## Tarea a realizar
Según el fragmento sobre la novela La noche sin ventanas, ¿qué editorial la publicó y en qué año?

## Fragmento del texto
##############################
Mi reciente lectura de la novela de Raúl Tola, La noche sin ventanas (Editorial Alfaguara. 2017), tuvo una feliz coincidencia con una semana de trabajo de coordinación que tuve con un grupo profesores de las áreas de literatura e historia que, de paso, son excelentes amigos. Con ellos fui compartiendo mis impresiones sobre la novela mientras avanzaba en la trama del libro.
Ahora bien, ¿cómo así se relaciona la lectura de una novela con una larga semana reuniones de trabajo con profesores de humanidades? Porque “La noche sin ventanas” resultó ser una excelente novela cuya trama se desenvuelve en un marco histórico reconstruido con gran minuciosidad.
##############################
## Extractos de entradas
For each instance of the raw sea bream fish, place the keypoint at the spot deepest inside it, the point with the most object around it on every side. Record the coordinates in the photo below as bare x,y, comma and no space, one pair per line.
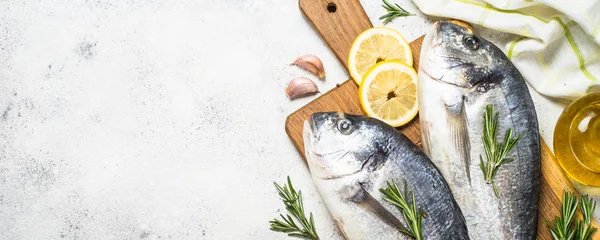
351,157
460,74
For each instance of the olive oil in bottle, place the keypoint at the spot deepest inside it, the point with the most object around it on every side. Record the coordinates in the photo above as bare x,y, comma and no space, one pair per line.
577,140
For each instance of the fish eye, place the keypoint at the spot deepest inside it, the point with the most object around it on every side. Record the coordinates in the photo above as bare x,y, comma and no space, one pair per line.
345,126
471,42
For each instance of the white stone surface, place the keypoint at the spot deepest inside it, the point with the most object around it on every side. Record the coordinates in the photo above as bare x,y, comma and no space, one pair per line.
159,119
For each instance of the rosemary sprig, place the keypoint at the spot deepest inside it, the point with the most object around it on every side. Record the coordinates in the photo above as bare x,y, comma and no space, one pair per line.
394,11
293,204
563,228
495,152
412,216
583,230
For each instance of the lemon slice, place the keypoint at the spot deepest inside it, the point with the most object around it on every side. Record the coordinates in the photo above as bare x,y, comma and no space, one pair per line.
375,45
389,93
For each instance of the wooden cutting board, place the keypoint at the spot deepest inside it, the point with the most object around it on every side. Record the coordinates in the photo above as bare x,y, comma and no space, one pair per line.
339,22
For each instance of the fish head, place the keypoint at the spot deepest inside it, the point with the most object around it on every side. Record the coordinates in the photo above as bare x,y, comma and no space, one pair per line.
455,55
339,145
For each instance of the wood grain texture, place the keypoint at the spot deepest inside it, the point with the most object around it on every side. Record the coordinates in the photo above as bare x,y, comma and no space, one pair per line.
338,30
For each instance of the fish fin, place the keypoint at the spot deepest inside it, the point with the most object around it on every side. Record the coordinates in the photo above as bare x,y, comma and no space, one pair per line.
370,204
340,226
425,138
459,133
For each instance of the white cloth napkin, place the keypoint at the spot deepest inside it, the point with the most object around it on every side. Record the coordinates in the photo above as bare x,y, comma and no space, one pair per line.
558,52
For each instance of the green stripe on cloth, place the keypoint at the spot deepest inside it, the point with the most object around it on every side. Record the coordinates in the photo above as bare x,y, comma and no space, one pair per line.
575,49
512,47
596,29
494,9
566,30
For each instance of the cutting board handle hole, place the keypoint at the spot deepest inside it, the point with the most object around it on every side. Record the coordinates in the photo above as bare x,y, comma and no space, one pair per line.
331,7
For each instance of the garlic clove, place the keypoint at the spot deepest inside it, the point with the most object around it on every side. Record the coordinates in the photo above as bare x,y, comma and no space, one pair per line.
311,63
300,87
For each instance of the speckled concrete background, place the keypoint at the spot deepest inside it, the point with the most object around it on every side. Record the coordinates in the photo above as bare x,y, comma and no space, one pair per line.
159,119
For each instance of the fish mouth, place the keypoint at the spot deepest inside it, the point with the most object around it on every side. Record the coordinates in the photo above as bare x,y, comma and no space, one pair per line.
312,123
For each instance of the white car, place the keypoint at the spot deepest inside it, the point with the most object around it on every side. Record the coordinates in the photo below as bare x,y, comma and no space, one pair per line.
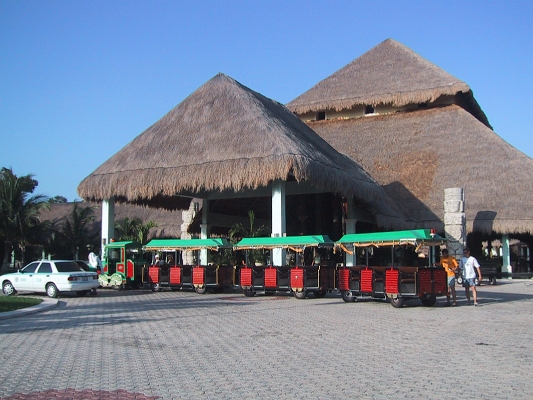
52,277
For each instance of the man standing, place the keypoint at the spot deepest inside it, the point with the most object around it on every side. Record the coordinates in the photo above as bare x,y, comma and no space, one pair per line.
469,265
449,264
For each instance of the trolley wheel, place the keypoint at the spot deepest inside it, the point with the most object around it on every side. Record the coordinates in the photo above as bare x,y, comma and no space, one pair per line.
116,281
397,302
200,289
347,296
428,300
300,295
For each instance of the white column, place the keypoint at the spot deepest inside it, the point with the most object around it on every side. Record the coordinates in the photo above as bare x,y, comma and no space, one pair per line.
506,260
279,223
351,259
108,221
203,230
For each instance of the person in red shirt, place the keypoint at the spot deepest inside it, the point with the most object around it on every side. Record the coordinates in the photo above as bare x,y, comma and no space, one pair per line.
450,266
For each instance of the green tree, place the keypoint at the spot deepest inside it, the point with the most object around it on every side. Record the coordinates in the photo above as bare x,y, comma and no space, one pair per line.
19,212
75,229
134,229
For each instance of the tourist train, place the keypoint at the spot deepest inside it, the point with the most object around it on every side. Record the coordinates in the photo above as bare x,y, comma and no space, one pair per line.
394,266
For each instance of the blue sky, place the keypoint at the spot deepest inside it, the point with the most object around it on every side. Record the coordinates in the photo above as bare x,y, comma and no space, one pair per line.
80,79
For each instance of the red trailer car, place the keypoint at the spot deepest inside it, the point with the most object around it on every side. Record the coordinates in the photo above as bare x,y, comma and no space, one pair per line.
310,269
397,266
171,271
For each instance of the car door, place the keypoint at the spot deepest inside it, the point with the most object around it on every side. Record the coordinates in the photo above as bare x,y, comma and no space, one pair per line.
24,280
42,276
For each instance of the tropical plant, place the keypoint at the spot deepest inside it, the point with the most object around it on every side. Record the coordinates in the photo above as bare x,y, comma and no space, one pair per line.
134,229
19,212
239,231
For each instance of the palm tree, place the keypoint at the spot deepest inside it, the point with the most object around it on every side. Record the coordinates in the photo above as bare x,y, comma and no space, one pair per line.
19,212
239,231
75,232
134,229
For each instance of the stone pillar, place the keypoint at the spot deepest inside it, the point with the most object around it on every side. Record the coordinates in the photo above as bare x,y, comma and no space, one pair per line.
506,256
455,221
108,222
204,231
279,222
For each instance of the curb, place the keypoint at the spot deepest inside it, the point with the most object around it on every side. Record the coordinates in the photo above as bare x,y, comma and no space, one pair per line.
46,304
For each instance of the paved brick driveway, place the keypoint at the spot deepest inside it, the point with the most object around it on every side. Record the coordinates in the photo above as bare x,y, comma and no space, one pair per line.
178,345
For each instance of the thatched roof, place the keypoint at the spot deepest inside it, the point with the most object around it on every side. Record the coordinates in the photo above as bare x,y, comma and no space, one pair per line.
168,222
390,73
417,155
225,136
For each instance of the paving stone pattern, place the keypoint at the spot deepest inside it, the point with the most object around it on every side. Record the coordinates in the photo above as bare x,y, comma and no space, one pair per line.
181,345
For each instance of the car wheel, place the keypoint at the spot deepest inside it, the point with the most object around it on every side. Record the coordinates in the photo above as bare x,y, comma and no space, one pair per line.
51,290
8,288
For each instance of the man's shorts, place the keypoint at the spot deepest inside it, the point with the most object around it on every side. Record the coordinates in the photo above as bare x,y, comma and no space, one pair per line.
469,282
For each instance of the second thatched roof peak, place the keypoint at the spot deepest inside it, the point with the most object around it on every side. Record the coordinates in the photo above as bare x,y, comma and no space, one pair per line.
390,73
224,136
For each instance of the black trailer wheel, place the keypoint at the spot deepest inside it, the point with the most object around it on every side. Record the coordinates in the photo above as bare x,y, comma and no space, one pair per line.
428,300
200,289
397,302
347,296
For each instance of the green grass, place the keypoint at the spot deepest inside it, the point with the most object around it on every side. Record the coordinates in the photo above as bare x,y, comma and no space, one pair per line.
10,303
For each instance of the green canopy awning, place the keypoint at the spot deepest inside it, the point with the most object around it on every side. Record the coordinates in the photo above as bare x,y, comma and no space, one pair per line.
284,242
122,244
415,237
187,244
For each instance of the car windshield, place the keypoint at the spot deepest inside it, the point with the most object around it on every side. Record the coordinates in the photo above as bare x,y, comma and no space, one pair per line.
83,265
67,266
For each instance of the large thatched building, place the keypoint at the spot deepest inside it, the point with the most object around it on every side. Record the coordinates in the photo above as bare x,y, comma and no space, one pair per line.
238,150
373,146
418,130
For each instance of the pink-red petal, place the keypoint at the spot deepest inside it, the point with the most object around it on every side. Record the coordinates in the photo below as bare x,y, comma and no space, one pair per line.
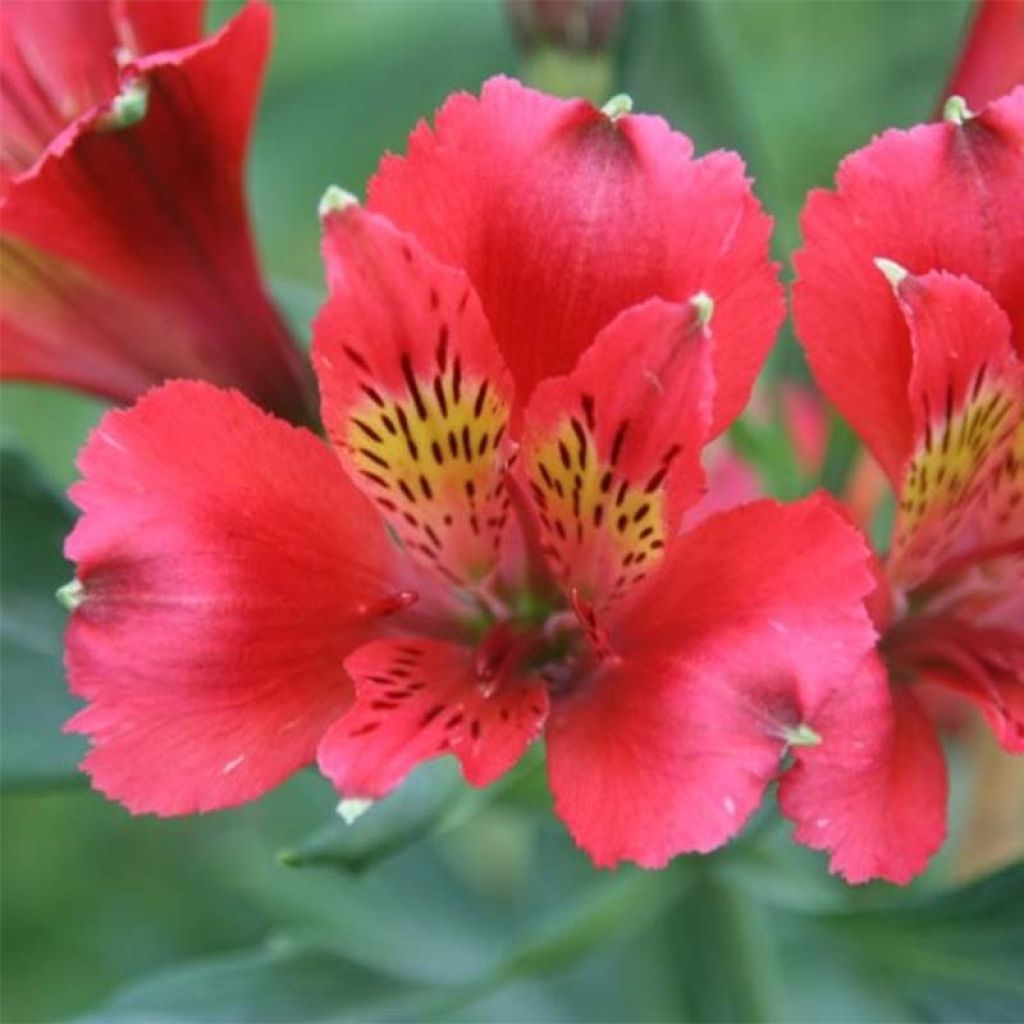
420,698
754,622
611,453
155,210
58,62
873,792
966,397
226,568
991,61
563,217
938,197
415,394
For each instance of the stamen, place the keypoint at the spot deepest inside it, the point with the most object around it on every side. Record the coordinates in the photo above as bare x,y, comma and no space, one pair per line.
895,273
334,201
617,107
955,111
71,595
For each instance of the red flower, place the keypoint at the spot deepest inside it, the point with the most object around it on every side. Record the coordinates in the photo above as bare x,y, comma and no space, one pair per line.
127,252
991,61
518,376
927,368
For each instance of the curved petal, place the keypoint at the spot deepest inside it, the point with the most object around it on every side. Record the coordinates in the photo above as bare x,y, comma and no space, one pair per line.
226,567
611,453
966,397
981,660
419,698
152,206
755,620
873,792
938,197
563,217
415,394
57,64
991,61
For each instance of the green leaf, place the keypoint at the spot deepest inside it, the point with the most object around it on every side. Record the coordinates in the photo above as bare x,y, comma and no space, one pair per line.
280,982
36,702
950,955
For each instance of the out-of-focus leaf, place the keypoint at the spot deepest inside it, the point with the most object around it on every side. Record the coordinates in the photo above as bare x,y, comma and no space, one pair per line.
##############################
## Resultado obtenido
Editorial Alfaguara, en 2017.